## TRY IT
Please reproduce exactly the line that contains "park and record the pixel coordinates." and every line after it through the end of the records below, adding nothing else.

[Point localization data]

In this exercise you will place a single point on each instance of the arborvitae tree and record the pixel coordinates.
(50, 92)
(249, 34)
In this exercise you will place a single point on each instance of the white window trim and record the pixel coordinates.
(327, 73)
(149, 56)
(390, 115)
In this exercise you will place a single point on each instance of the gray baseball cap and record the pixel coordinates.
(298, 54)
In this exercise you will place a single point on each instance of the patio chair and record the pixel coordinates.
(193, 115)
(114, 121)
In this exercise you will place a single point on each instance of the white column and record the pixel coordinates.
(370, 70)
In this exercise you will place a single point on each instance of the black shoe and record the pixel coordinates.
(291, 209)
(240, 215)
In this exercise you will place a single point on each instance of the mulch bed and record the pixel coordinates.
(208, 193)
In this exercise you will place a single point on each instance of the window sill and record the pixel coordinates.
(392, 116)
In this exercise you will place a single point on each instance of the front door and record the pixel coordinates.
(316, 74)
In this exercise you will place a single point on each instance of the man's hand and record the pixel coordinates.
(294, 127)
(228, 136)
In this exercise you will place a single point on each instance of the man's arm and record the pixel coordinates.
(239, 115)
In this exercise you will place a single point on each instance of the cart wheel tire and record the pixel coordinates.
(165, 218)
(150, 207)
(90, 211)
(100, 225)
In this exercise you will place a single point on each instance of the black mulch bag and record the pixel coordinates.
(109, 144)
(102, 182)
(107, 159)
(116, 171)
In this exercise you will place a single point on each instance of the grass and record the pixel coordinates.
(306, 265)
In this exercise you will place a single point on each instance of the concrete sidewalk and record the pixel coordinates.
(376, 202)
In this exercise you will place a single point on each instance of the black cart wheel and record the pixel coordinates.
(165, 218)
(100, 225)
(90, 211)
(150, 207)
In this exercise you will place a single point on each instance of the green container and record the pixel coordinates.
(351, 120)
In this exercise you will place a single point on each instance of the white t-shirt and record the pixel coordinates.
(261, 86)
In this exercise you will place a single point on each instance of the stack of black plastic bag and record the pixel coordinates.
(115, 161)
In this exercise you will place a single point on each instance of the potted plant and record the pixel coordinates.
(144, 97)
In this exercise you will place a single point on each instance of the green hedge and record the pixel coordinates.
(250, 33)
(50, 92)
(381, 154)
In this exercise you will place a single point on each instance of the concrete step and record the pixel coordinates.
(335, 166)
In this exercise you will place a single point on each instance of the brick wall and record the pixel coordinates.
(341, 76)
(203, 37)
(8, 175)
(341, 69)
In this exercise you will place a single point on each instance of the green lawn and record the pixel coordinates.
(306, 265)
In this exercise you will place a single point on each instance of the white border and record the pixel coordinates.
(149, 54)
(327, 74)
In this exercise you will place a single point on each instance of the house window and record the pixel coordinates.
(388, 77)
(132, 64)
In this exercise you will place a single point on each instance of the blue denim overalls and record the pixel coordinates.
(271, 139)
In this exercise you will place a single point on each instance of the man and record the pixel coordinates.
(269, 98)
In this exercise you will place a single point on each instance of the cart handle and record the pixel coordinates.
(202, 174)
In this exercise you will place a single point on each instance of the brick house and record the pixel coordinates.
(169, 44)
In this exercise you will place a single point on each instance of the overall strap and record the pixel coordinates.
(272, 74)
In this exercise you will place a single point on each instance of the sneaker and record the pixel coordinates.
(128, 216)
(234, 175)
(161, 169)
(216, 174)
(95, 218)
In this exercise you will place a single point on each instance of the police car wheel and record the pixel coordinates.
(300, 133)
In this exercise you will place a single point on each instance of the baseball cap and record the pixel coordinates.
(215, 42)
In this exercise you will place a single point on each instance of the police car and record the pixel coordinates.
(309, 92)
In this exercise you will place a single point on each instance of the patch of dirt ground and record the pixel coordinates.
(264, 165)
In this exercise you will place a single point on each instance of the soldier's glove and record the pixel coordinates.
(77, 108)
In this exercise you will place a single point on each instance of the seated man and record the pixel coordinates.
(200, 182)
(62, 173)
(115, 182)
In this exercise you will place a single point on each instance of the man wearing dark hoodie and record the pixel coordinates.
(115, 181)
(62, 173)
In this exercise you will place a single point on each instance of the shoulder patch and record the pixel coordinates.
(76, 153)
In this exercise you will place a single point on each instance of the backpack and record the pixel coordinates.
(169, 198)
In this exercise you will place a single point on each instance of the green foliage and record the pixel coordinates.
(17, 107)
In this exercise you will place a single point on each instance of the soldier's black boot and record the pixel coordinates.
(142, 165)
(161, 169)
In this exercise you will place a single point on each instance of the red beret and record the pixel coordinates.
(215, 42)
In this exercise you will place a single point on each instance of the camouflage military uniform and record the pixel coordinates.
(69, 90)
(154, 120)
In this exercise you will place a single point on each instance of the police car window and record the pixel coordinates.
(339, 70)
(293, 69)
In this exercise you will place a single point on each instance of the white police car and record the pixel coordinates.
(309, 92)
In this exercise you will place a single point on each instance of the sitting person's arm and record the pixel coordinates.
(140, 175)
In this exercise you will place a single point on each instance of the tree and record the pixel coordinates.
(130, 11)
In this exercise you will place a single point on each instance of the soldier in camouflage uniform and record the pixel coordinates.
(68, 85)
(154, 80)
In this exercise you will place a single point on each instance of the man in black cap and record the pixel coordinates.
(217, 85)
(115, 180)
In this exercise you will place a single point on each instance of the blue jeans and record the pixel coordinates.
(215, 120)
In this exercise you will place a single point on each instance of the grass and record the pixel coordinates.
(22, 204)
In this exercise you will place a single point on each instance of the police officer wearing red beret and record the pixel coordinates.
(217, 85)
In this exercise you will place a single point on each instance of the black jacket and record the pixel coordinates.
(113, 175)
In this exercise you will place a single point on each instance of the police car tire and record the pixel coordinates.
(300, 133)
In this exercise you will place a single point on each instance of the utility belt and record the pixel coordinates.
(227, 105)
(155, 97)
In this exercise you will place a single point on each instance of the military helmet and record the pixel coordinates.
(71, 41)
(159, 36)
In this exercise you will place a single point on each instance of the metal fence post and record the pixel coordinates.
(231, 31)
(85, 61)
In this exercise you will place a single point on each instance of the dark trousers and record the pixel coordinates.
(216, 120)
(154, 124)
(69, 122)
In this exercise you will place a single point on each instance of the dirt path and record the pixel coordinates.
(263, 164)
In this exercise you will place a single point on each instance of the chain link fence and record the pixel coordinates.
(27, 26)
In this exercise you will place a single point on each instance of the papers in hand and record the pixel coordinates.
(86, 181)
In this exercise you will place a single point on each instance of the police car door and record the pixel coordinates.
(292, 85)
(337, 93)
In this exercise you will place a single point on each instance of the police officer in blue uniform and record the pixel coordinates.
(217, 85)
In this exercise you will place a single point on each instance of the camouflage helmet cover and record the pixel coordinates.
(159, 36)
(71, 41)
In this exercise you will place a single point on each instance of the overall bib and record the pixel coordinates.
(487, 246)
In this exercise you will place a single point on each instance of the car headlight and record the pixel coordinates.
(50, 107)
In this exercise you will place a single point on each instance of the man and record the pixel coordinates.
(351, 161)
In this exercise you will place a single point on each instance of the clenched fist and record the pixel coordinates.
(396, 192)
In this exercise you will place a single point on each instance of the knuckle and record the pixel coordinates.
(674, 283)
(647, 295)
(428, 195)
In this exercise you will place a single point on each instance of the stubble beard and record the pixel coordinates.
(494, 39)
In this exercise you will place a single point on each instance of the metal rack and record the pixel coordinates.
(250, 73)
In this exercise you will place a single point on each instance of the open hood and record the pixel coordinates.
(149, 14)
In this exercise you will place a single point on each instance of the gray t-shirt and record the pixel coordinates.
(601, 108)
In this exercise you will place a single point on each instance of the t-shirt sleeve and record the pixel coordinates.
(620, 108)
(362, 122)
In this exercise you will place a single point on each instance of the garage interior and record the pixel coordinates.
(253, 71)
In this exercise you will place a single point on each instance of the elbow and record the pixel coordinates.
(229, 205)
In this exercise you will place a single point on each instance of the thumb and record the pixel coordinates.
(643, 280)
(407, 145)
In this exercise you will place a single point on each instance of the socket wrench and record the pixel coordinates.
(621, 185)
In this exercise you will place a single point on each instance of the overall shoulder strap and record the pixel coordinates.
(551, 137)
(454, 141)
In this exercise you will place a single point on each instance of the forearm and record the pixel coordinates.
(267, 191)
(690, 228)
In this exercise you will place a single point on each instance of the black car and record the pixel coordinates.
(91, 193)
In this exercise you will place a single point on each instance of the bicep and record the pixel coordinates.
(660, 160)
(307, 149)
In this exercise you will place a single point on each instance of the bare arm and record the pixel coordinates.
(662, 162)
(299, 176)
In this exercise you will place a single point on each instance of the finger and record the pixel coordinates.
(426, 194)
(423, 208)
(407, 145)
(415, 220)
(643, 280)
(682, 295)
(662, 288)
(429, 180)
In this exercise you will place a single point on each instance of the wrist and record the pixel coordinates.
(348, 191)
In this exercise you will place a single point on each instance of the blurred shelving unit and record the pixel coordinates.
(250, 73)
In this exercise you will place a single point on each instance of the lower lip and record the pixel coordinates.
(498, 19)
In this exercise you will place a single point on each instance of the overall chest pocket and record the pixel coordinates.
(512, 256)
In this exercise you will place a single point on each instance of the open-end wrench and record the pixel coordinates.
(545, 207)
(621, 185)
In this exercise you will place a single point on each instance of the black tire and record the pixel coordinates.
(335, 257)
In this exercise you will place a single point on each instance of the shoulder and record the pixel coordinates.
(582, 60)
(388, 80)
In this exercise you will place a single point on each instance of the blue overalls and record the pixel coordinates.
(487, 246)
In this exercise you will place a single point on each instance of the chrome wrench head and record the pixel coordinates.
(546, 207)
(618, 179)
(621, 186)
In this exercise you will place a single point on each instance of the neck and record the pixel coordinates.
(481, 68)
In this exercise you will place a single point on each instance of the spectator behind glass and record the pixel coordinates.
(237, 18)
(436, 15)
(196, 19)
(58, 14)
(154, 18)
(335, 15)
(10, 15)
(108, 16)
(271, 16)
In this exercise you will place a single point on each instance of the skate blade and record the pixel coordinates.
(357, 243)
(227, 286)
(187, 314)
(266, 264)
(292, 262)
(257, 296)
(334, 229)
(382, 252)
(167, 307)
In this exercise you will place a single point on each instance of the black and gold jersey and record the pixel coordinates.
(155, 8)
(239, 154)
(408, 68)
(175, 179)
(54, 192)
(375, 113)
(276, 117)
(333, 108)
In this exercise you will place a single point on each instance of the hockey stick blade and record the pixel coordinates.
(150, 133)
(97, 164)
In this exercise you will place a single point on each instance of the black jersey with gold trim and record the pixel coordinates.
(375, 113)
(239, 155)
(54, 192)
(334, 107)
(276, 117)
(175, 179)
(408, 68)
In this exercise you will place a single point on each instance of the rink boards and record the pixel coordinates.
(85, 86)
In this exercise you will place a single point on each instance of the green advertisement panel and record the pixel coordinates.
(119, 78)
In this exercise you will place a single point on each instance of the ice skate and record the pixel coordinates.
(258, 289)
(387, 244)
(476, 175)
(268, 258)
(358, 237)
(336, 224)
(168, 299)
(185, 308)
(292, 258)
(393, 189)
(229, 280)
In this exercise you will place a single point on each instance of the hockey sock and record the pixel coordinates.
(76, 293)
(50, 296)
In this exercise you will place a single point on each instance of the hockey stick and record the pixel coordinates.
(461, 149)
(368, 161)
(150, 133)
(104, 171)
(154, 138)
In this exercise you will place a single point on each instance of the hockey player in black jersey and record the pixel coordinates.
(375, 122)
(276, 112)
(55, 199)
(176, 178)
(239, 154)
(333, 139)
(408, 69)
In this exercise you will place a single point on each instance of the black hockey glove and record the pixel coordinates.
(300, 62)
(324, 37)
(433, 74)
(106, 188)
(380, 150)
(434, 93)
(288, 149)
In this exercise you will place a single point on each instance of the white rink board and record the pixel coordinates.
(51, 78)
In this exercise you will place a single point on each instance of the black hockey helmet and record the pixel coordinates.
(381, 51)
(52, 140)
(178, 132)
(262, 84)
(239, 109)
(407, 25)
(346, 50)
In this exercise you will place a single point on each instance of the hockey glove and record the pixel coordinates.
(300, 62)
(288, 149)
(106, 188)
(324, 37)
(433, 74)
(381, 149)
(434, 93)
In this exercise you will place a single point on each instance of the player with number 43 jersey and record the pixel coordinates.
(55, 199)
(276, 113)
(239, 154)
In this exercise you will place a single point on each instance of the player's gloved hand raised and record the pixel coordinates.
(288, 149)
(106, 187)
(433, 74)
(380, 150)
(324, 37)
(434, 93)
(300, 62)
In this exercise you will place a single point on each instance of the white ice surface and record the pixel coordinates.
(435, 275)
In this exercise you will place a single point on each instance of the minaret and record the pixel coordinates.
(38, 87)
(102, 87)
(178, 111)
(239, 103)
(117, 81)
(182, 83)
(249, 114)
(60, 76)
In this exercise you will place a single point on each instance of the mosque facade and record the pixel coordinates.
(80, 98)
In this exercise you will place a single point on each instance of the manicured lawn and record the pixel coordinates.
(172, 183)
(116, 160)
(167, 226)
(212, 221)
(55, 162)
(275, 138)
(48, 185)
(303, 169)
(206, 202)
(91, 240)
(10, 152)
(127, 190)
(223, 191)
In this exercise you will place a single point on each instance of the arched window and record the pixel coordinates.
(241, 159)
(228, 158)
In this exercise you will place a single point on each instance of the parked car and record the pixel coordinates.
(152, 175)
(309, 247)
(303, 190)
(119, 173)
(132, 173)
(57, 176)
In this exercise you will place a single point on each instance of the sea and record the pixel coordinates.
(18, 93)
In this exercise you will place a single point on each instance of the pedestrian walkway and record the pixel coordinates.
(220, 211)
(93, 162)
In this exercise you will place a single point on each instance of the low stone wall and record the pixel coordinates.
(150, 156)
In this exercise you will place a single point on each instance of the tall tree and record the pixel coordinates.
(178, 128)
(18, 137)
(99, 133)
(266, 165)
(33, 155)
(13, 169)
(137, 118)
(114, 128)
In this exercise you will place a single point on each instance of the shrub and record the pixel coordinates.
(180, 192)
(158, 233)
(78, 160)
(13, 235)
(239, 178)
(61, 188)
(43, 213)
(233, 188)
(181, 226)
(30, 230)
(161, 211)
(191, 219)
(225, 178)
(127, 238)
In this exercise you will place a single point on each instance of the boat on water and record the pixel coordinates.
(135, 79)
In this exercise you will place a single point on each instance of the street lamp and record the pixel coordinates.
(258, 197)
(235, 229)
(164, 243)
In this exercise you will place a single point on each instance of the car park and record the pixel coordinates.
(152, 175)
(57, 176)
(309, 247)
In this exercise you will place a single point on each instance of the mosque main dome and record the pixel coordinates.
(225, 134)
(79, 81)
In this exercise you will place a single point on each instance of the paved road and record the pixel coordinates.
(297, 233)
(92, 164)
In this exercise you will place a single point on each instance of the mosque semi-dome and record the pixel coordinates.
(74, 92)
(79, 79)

## ANSWER SPACE
In this exercise you will place a single point on each instance of the car park and record the pixel coordinates.
(152, 175)
(57, 176)
(309, 247)
In this exercise you will place a single point on each instance of the mosque main dome and record the pixel coordinates.
(225, 134)
(79, 81)
In this exercise you will place a single point on each instance of the paved road and record the pixel coordinates.
(297, 233)
(92, 164)
In this exercise you will place a single point on each instance of the mosque semi-dome and record the pixel coordinates.
(74, 92)
(79, 79)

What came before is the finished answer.